• [Extract]:
The Condorcet Paris-Aubervilliers Campus, known as Condorcet Campus, is an inter-university campus of the universities of Paris, located between Porte de la Chapelle in Paris and La Plaine Saint-Denis in Aubervilliers and inaugurated in 2019.

Eleven research universities and institutions are taking part. The campus is dedicated to the humanities and social sciences.

== History ==
The project was born in 2008 from the alliance of the Panthéon-Sorbonne University, the University of Paris 8, Sorbonne Paris North University, EHESS and PSL University with EPHE and École des Chartes. They are joined by CNRS, INED, the foundation Maison des sciences de l'homme and Sorbonne Nouvelle University. It is managed by the Condorcet Foundation, chaired from 2009 to 2016 by Jean-Claude Waquet, formerly President of the École pratique des hautes études. Paris Nanterre University joined the Condorcet project in 2018.

• [Records]:
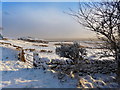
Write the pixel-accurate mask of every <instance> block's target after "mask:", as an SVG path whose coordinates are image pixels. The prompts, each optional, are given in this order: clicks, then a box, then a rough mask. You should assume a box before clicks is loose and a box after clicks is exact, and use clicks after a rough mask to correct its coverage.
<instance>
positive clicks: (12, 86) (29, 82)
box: [0, 47, 76, 88]
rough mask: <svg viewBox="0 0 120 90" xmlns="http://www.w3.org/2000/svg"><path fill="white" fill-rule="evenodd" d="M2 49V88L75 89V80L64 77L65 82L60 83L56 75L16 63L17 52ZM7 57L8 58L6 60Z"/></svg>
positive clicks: (75, 85) (51, 73) (56, 74)
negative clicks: (65, 88)
mask: <svg viewBox="0 0 120 90" xmlns="http://www.w3.org/2000/svg"><path fill="white" fill-rule="evenodd" d="M1 48H2V51H3V54H4V55H3V56H2V59H3V60H2V61H0V64H1V65H2V68H1V69H0V72H2V80H0V83H2V86H0V87H3V88H68V87H70V88H75V87H76V80H75V79H71V78H70V77H66V80H67V81H66V82H61V81H60V80H59V79H58V77H57V73H52V72H51V71H44V70H42V69H34V68H28V67H27V65H26V64H25V63H24V62H21V61H18V60H17V57H15V56H16V54H17V51H15V50H13V49H9V48H3V47H1ZM6 57H8V58H6Z"/></svg>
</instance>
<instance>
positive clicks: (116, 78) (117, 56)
mask: <svg viewBox="0 0 120 90" xmlns="http://www.w3.org/2000/svg"><path fill="white" fill-rule="evenodd" d="M116 60H117V65H118V66H117V78H116V79H117V81H118V84H119V85H120V49H119V50H118V53H117V57H116Z"/></svg>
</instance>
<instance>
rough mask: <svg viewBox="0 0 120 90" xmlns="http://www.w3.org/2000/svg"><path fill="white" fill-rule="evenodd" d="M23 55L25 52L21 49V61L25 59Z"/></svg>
mask: <svg viewBox="0 0 120 90" xmlns="http://www.w3.org/2000/svg"><path fill="white" fill-rule="evenodd" d="M24 55H25V52H24V50H23V49H22V51H21V53H20V60H21V61H23V62H25V61H26V60H25V56H24Z"/></svg>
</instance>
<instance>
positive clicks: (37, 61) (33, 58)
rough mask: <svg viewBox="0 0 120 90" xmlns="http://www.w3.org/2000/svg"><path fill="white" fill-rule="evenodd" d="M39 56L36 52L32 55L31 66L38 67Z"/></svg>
mask: <svg viewBox="0 0 120 90" xmlns="http://www.w3.org/2000/svg"><path fill="white" fill-rule="evenodd" d="M38 61H39V54H38V53H37V52H34V53H33V66H34V67H38V64H39V63H38Z"/></svg>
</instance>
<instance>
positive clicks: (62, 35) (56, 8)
mask: <svg viewBox="0 0 120 90" xmlns="http://www.w3.org/2000/svg"><path fill="white" fill-rule="evenodd" d="M69 8H71V9H73V10H78V2H2V27H3V28H4V30H3V35H4V36H5V37H16V38H18V37H26V36H31V37H37V38H41V39H81V38H94V36H95V35H94V34H93V32H90V31H88V30H86V29H85V28H84V27H83V26H81V25H80V24H78V23H77V22H76V21H75V20H74V19H73V18H72V17H71V16H69V15H68V14H66V13H64V12H69Z"/></svg>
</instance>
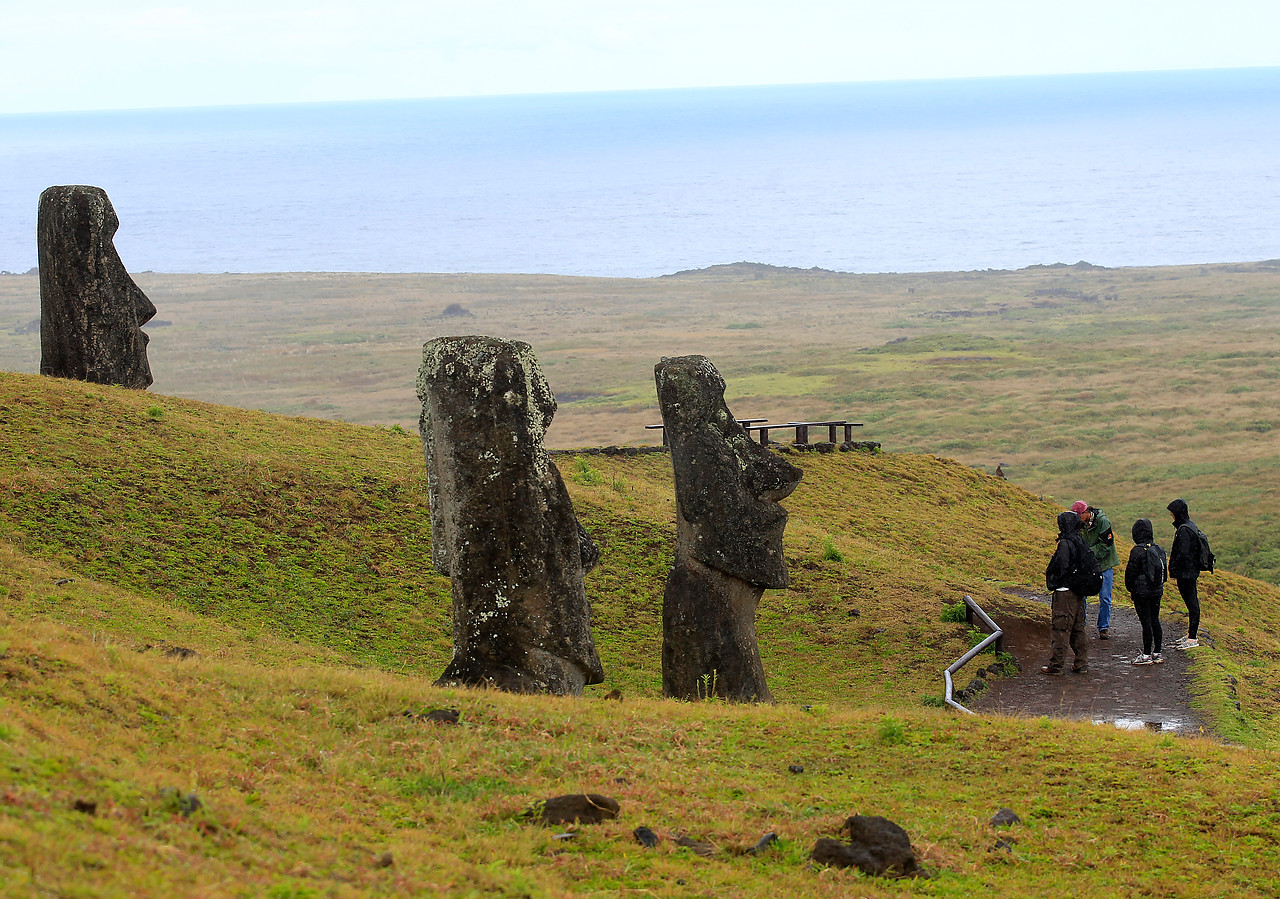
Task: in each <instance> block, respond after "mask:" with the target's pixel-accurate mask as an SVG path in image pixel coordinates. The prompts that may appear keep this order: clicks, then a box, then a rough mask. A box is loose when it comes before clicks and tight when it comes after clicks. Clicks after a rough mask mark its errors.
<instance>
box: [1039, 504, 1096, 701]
mask: <svg viewBox="0 0 1280 899" xmlns="http://www.w3.org/2000/svg"><path fill="white" fill-rule="evenodd" d="M1085 555H1092V553H1091V552H1089V548H1088V547H1087V546H1085V544H1084V538H1083V537H1080V516H1079V515H1076V514H1075V512H1073V511H1071V510H1066V511H1065V512H1062V514H1061V515H1059V516H1057V548H1056V549H1055V551H1053V557H1052V558H1051V560H1048V567H1047V569H1044V585H1046V587H1047V588H1048V589H1050V593H1051V594H1052V597H1053V602H1052V615H1053V624H1052V628H1053V629H1052V631H1051V633H1050V657H1048V665H1046V666H1044V667H1042V668H1041V672H1042V674H1047V675H1061V674H1062V666H1064V665H1065V662H1066V647H1068V644H1070V647H1071V652H1073V653H1074V654H1075V663H1074V665H1073V666H1071V670H1073V671H1076V672H1079V674H1084V672H1087V671H1088V670H1089V657H1088V649H1089V642H1088V638H1087V636H1085V633H1084V625H1085V613H1084V597H1082V595H1079V594H1076V593H1075V592H1074V590H1073V589H1071V575H1073V572H1074V571H1075V570H1076V567H1079V565H1080V561H1082V560H1083V558H1084V556H1085Z"/></svg>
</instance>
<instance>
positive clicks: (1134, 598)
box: [1133, 593, 1165, 656]
mask: <svg viewBox="0 0 1280 899" xmlns="http://www.w3.org/2000/svg"><path fill="white" fill-rule="evenodd" d="M1161 597H1162V594H1160V593H1157V594H1156V595H1143V594H1140V593H1134V594H1133V607H1134V610H1135V611H1137V612H1138V621H1139V622H1140V624H1142V652H1143V654H1144V656H1151V654H1152V653H1157V652H1160V647H1161V644H1162V643H1164V639H1165V633H1164V630H1161V628H1160V599H1161Z"/></svg>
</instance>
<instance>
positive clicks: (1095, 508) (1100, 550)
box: [1080, 506, 1120, 571]
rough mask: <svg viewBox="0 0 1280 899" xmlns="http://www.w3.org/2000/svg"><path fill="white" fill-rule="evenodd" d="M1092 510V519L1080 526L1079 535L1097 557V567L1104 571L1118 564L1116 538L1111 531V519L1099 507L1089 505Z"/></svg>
mask: <svg viewBox="0 0 1280 899" xmlns="http://www.w3.org/2000/svg"><path fill="white" fill-rule="evenodd" d="M1089 511H1091V512H1093V521H1091V522H1089V524H1087V525H1083V526H1082V528H1080V537H1083V538H1084V544H1085V546H1087V547H1089V549H1092V551H1093V555H1094V556H1097V558H1098V567H1100V569H1102V570H1103V571H1106V570H1107V569H1114V567H1115V566H1117V565H1120V553H1117V552H1116V538H1115V534H1112V533H1111V521H1110V520H1107V516H1106V515H1103V514H1102V510H1101V508H1094V507H1093V506H1089Z"/></svg>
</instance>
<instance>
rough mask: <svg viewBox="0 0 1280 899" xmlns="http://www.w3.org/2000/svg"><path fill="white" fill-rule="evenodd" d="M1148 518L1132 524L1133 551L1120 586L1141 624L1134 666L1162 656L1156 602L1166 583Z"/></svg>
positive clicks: (1132, 550)
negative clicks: (1125, 595) (1129, 601)
mask: <svg viewBox="0 0 1280 899" xmlns="http://www.w3.org/2000/svg"><path fill="white" fill-rule="evenodd" d="M1153 539H1155V534H1153V531H1152V529H1151V519H1138V520H1137V521H1134V522H1133V543H1134V546H1133V549H1130V551H1129V563H1128V565H1125V569H1124V585H1125V587H1126V588H1128V589H1129V594H1130V595H1132V597H1133V607H1134V610H1135V611H1137V612H1138V621H1139V622H1140V624H1142V654H1140V656H1138V658H1135V660H1133V663H1134V665H1160V663H1162V662H1164V661H1165V657H1164V656H1162V654H1160V644H1161V640H1162V639H1164V631H1162V630H1161V628H1160V599H1161V598H1162V597H1164V595H1165V581H1166V580H1169V571H1167V560H1166V558H1165V551H1164V549H1162V548H1160V546H1157V544H1156V543H1153V542H1152V540H1153Z"/></svg>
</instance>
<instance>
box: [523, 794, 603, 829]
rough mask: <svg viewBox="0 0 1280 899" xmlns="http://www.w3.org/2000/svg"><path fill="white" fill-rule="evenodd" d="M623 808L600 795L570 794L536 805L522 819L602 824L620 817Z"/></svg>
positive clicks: (549, 799)
mask: <svg viewBox="0 0 1280 899" xmlns="http://www.w3.org/2000/svg"><path fill="white" fill-rule="evenodd" d="M620 812H621V807H620V806H618V803H617V800H614V799H611V798H609V797H602V795H600V794H599V793H570V794H567V795H563V797H552V798H550V799H543V800H541V802H538V803H534V806H532V807H530V808H529V809H526V811H525V812H524V813H522V814H521V817H524V818H532V820H535V821H538V823H544V825H552V823H575V822H580V823H600V822H602V821H609V820H612V818H616V817H618V813H620Z"/></svg>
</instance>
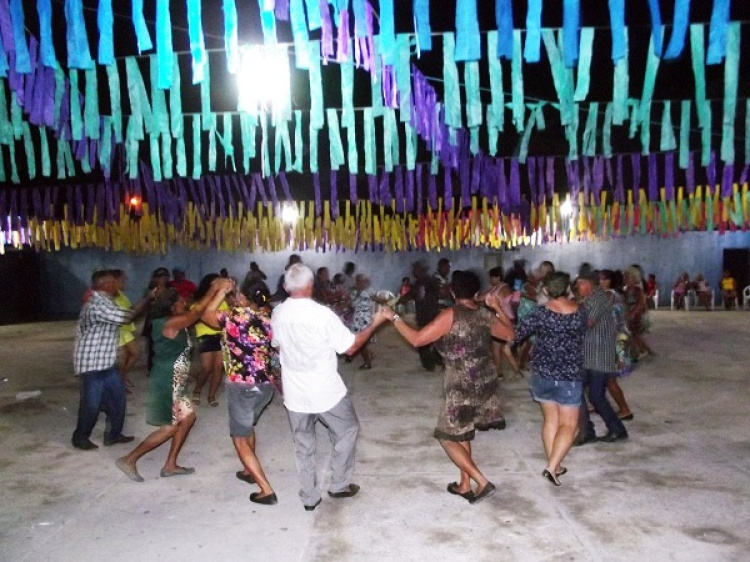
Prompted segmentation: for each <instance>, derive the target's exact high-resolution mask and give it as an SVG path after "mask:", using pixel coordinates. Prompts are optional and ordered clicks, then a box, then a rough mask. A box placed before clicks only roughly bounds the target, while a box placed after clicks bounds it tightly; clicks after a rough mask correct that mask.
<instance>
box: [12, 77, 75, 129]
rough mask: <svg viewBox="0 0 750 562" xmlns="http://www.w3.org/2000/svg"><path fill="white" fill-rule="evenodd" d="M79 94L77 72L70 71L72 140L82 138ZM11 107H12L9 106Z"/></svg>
mask: <svg viewBox="0 0 750 562" xmlns="http://www.w3.org/2000/svg"><path fill="white" fill-rule="evenodd" d="M15 95H16V93H15V92H13V93H12V97H11V103H16V102H17V100H16V98H15ZM80 98H81V92H80V91H79V89H78V71H77V70H76V69H74V68H72V69H70V135H71V138H72V139H73V140H81V139H82V138H83V117H82V116H81V103H80ZM11 107H13V106H12V105H11Z"/></svg>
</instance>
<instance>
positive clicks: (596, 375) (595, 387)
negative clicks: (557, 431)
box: [580, 369, 628, 438]
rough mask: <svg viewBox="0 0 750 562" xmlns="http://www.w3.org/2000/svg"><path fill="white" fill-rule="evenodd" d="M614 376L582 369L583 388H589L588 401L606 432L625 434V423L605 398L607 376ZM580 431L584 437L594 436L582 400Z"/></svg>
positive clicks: (618, 434)
mask: <svg viewBox="0 0 750 562" xmlns="http://www.w3.org/2000/svg"><path fill="white" fill-rule="evenodd" d="M611 376H614V374H612V373H602V372H601V371H592V370H590V369H585V370H584V371H583V384H584V388H586V387H587V388H588V389H589V401H590V402H591V405H592V406H594V410H596V413H597V414H599V415H600V416H601V417H602V420H604V424H605V425H606V426H607V432H608V433H614V434H616V435H627V433H628V432H627V430H626V429H625V425H623V423H622V421H620V418H619V417H618V416H617V412H615V410H614V408H612V405H611V404H610V403H609V400H607V396H606V392H607V381H608V380H609V377H611ZM580 427H581V433H583V435H584V436H585V437H587V438H588V437H595V436H596V432H595V431H594V424H593V423H592V422H591V416H589V409H588V406H587V404H586V402H585V401H584V402H583V403H582V404H581V424H580Z"/></svg>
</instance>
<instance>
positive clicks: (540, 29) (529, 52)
mask: <svg viewBox="0 0 750 562" xmlns="http://www.w3.org/2000/svg"><path fill="white" fill-rule="evenodd" d="M541 27H542V0H529V7H528V11H527V12H526V44H525V45H524V50H523V58H524V60H525V61H526V62H532V63H533V62H539V55H540V51H541V46H542V36H541Z"/></svg>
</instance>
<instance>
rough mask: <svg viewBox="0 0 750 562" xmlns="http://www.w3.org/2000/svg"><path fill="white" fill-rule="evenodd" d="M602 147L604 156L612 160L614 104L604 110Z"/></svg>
mask: <svg viewBox="0 0 750 562" xmlns="http://www.w3.org/2000/svg"><path fill="white" fill-rule="evenodd" d="M602 146H603V147H604V148H603V151H604V156H605V157H606V158H612V102H610V103H608V104H607V108H606V109H605V110H604V128H603V129H602Z"/></svg>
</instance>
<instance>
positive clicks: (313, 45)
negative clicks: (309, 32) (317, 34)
mask: <svg viewBox="0 0 750 562" xmlns="http://www.w3.org/2000/svg"><path fill="white" fill-rule="evenodd" d="M309 47H310V128H311V129H316V130H317V129H322V128H323V125H324V124H325V120H324V115H323V83H322V77H321V73H320V41H310V45H309ZM316 168H317V166H316Z"/></svg>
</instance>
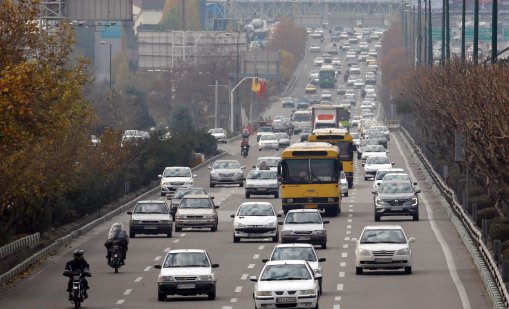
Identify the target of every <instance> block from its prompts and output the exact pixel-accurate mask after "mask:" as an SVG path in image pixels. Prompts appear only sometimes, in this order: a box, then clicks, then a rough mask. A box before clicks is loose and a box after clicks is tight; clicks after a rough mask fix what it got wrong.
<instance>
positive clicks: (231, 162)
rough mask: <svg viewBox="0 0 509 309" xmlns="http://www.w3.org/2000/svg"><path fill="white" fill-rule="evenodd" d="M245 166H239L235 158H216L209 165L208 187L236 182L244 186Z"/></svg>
mask: <svg viewBox="0 0 509 309" xmlns="http://www.w3.org/2000/svg"><path fill="white" fill-rule="evenodd" d="M245 168H246V167H245V166H241V165H240V163H239V161H237V160H217V161H216V162H214V164H212V166H209V169H210V187H211V188H213V187H215V186H216V185H219V184H238V185H239V186H241V187H242V186H244V173H243V172H242V170H243V169H245Z"/></svg>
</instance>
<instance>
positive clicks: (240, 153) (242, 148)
mask: <svg viewBox="0 0 509 309" xmlns="http://www.w3.org/2000/svg"><path fill="white" fill-rule="evenodd" d="M248 152H249V148H248V147H247V146H242V148H241V150H240V155H241V156H243V157H244V158H246V157H247V154H248Z"/></svg>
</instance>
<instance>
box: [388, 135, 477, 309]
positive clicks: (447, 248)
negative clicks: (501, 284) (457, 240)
mask: <svg viewBox="0 0 509 309" xmlns="http://www.w3.org/2000/svg"><path fill="white" fill-rule="evenodd" d="M395 141H396V146H397V147H398V149H399V151H400V152H401V153H402V154H403V153H404V152H403V149H402V148H401V145H400V143H399V141H398V139H397V138H396V139H395ZM402 157H403V161H405V166H406V168H407V170H408V171H409V173H410V177H412V178H413V179H417V178H416V177H415V175H414V173H413V171H412V169H411V168H410V164H409V162H408V160H407V158H406V156H404V155H403V156H402ZM421 197H422V200H423V202H424V205H426V213H427V214H428V221H429V224H430V226H431V230H432V231H433V233H434V234H435V237H436V238H437V240H438V242H439V243H440V246H441V247H442V251H443V252H444V255H445V261H446V263H447V268H448V269H449V274H450V275H451V278H452V281H453V282H454V285H455V286H456V289H457V290H458V294H459V296H460V299H461V304H462V305H463V309H470V308H472V306H471V304H470V300H469V299H468V295H467V291H466V290H465V286H464V285H463V282H461V279H460V278H459V275H458V272H457V267H456V263H455V261H454V257H453V255H452V253H451V248H450V247H449V245H448V244H447V242H446V241H445V240H444V237H443V236H442V233H441V232H440V230H439V229H438V226H437V225H436V223H435V218H434V215H433V212H432V211H431V209H430V205H431V204H430V203H429V201H428V199H427V198H426V195H425V194H424V193H421Z"/></svg>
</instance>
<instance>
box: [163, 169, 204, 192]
mask: <svg viewBox="0 0 509 309" xmlns="http://www.w3.org/2000/svg"><path fill="white" fill-rule="evenodd" d="M158 176H159V178H161V196H165V195H166V194H172V193H173V192H175V190H177V188H191V187H192V186H193V185H194V177H196V174H193V172H192V171H191V169H190V168H189V167H187V166H170V167H166V168H165V169H164V171H163V173H162V174H161V175H158Z"/></svg>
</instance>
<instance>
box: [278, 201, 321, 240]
mask: <svg viewBox="0 0 509 309" xmlns="http://www.w3.org/2000/svg"><path fill="white" fill-rule="evenodd" d="M328 223H329V221H324V220H322V216H321V215H320V211H319V210H318V209H292V210H290V211H288V213H287V214H286V217H285V221H284V222H280V223H279V224H282V225H283V230H282V231H281V243H282V244H284V243H308V244H312V245H320V246H321V247H322V249H326V248H327V230H326V229H325V227H324V224H328Z"/></svg>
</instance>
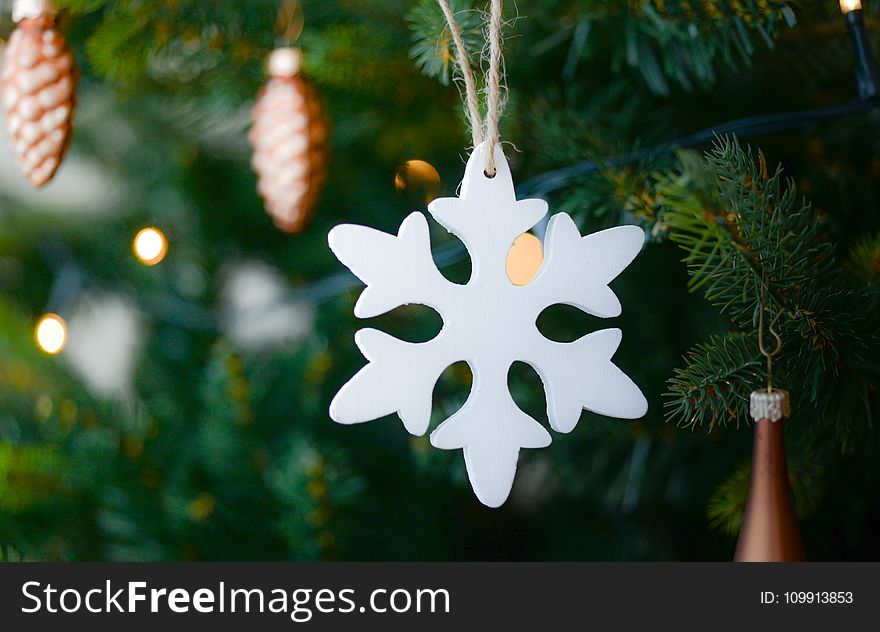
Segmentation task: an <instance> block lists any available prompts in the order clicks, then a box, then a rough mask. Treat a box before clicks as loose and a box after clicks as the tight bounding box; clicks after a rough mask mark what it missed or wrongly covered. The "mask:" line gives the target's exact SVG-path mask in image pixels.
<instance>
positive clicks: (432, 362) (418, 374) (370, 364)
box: [330, 329, 454, 435]
mask: <svg viewBox="0 0 880 632" xmlns="http://www.w3.org/2000/svg"><path fill="white" fill-rule="evenodd" d="M354 339H355V343H356V344H357V346H358V348H359V349H360V350H361V352H362V353H363V354H364V357H365V358H367V360H368V361H369V364H367V365H366V366H365V367H363V368H362V369H361V370H360V371H358V372H357V374H355V376H354V377H353V378H351V379H350V380H349V381H348V382H347V383H346V384H345V386H343V387H342V388H341V389H340V390H339V392H338V393H337V394H336V396H335V397H334V398H333V401H332V402H331V403H330V417H331V419H333V420H334V421H336V422H337V423H341V424H356V423H363V422H365V421H370V420H372V419H378V418H379V417H384V416H385V415H390V414H392V413H397V414H398V416H399V417H400V420H401V421H402V422H403V425H404V427H405V428H406V429H407V431H409V432H410V433H411V434H414V435H423V434H425V432H426V431H427V430H428V424H429V423H430V421H431V395H432V393H433V391H434V385H435V384H436V383H437V378H439V377H440V374H441V373H442V372H443V369H445V368H446V367H447V366H449V365H450V364H452V363H453V362H454V360H452V361H450V359H449V357H448V354H447V353H446V352H445V351H446V348H445V345H444V344H443V343H442V342H441V341H440V339H439V337H438V338H435V339H434V340H429V341H428V342H420V343H415V342H405V341H403V340H398V339H397V338H395V337H394V336H390V335H388V334H386V333H385V332H382V331H379V330H377V329H361V330H360V331H358V332H357V333H356V334H355V338H354Z"/></svg>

• [Required actions]:
(1) According to the passage on Condorcet Campus, who chaired the Condorcet Foundation from 2009 to 2016?
(2) List the institutions that formed the 2008 alliance from which the Condorcet Campus project was born, as named in the passage on Condorcet Campus.
The records have nothing to do with the passage on Condorcet Campus.

• [Results by task]:
(1) Jean-Claude Waquet

(2) Panthéon-Sorbonne University, the University of Paris 8, Sorbonne Paris North University, EHESS, PSL University, EPHE, and École des Chartes